__YOUR INSTRUCTIONS__. An exact transcript of every entry is required, without any of the pictures.

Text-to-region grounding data
┏━━
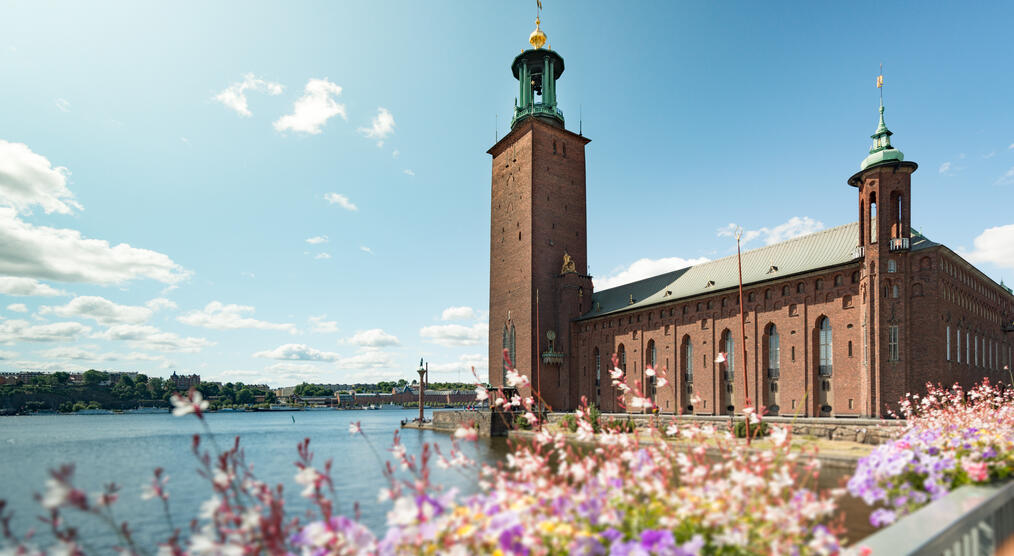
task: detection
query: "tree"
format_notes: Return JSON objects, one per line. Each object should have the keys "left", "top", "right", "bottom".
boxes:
{"left": 135, "top": 374, "right": 149, "bottom": 384}
{"left": 83, "top": 370, "right": 108, "bottom": 385}
{"left": 149, "top": 377, "right": 166, "bottom": 399}
{"left": 236, "top": 388, "right": 255, "bottom": 405}
{"left": 53, "top": 372, "right": 70, "bottom": 384}
{"left": 264, "top": 391, "right": 278, "bottom": 404}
┗━━
__OUTPUT__.
task: detection
query: "tree"
format_notes: Return JSON objects, one per line. Each object should have the keys "left", "top", "right", "bottom".
boxes:
{"left": 135, "top": 374, "right": 149, "bottom": 384}
{"left": 83, "top": 370, "right": 108, "bottom": 385}
{"left": 149, "top": 377, "right": 166, "bottom": 399}
{"left": 236, "top": 388, "right": 255, "bottom": 405}
{"left": 53, "top": 372, "right": 70, "bottom": 384}
{"left": 264, "top": 391, "right": 278, "bottom": 404}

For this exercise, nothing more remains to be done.